- _WHAT YOU NEED TO DO_:
• A. Could you rewrite the OCR language text between "Each language has" and "Chinese (Mainland China)", inclusive, changing every "tessdata" to "langdata"?
• B. Can you carry the OCR language text on past its last line?

Start of PAGE TEXT

This property determines the language for OCR.
Each language has a unique set of characters and words. The set
of characters and words is used to train Tesseract in the types of
content that it might find. So if Tesseract is looking at documents
with an English training it will be expecting to see different
content than if it was looking at it from a German perspective.
The language property is a character code that directly relates
to training files in the tessdata folder. For example if the
language is "eng" then Tesseract will be looking for files such as
"eng.traineddata" in the tessdata folder. The language codes are
generally taken from the ISO 639 standard. For
example:
- eng - English
- chi_sim - Simplified Chinese (Mainland China)
- chi_tra - Traditional Chinese (Hong Kong and Taiwan)

End of PAGE TEXT
Start of DATA SHOWN

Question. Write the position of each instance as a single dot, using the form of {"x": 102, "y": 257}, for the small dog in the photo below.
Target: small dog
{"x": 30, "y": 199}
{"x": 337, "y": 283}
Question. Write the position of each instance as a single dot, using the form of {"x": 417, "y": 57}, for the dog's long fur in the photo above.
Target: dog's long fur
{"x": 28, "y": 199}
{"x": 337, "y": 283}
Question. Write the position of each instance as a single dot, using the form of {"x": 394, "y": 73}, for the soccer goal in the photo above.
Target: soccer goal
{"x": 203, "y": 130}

End of DATA SHOWN

- _REPLIES_:
• A.
Each language has a unique set of characters and words. The set
of characters and words is used to train Tesseract in the types of
content that it might find. So if Tesseract is looking at documents
with an English training it will be expecting to see different
content than if it was looking at it from a German perspective.
The language property is a character code that directly relates
to training files in the langdata folder. For example if the
language is "eng" then Tesseract will be looking for files such as
"eng.traineddata" in the langdata folder. The language codes are
generally taken from the ISO 639 standard. For
example:
- eng - English
- chi_sim - Simplified Chinese (Mainland China)

• B.
- deu - German
- fra - French
- heb - Hebrew
- ita - Italian
- jpn - Japanese
- kor - Korean
- pol - Polish
- por - Portuguese
- rus - Russian
- spa - Spanish
- tha - Thai
ABCocr ships with setups for many languages - see the tessdata
folder for details. However to save space we do not include the
Chinese, Japanese, Korean, Thai, Vietnamese, Arabic and Hindi
trained data. If you need these files you can download them from
the Tesseract web site.
If you wish you can create your own training files for your own
languages and text. See the Tesseract web site for details of how
to do this.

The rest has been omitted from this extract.